═════ DATA IN THIS EXERCISE

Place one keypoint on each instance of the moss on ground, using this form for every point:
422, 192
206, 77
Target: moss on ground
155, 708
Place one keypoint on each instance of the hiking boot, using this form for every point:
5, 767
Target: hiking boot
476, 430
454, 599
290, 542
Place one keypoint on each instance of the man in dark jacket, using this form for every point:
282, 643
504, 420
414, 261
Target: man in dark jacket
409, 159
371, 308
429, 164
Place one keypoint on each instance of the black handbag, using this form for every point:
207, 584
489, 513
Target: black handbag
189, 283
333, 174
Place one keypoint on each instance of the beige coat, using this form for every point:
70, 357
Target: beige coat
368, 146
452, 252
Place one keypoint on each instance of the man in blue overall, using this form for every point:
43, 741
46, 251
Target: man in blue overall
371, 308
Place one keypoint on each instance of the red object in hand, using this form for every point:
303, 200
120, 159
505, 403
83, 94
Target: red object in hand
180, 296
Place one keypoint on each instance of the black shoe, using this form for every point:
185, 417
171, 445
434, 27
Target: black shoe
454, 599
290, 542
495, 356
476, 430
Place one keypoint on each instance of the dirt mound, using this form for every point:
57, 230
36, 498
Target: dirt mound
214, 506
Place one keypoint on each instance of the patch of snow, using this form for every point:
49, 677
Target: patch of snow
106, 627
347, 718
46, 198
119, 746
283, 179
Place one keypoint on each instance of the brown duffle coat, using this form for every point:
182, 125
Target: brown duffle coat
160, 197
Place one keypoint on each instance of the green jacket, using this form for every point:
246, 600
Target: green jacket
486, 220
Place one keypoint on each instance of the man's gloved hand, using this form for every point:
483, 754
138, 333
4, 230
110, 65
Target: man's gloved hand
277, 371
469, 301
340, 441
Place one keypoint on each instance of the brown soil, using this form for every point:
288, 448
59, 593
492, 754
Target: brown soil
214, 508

══════════
═════ DATA IN THIS EXERCISE

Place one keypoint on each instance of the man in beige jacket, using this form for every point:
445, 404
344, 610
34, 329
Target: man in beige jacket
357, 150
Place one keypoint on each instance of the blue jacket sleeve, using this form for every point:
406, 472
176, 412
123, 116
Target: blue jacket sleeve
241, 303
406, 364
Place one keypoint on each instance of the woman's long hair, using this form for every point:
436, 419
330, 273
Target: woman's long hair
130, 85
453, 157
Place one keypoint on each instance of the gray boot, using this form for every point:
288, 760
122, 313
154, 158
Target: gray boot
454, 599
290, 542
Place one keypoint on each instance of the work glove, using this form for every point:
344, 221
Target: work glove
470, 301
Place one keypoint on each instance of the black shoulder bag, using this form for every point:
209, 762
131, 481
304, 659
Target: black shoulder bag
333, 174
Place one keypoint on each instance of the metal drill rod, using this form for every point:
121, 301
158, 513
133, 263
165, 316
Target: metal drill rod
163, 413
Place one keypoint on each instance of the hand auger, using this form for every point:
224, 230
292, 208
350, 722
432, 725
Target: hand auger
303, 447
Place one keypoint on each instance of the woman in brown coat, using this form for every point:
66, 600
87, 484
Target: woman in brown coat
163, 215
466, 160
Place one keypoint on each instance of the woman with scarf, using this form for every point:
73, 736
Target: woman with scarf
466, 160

══════════
═════ DATA IN THIS EXERCISE

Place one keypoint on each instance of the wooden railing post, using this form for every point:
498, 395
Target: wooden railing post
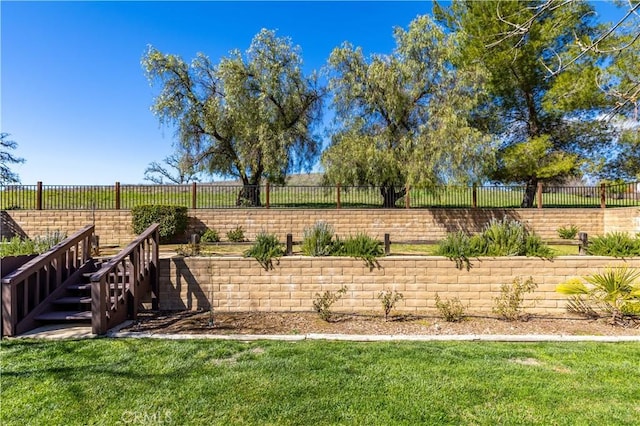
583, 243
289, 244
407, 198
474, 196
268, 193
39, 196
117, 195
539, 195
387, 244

══════════

#### WHAT TO WORK ON:
Gather every line above that contains the string "moss", matching case exactly, and copy each one out in full.

#### ANSWER TO THE PROBLEM:
Place one keypoint on each instance of the moss on ground, using this form for every point:
Target: moss on ground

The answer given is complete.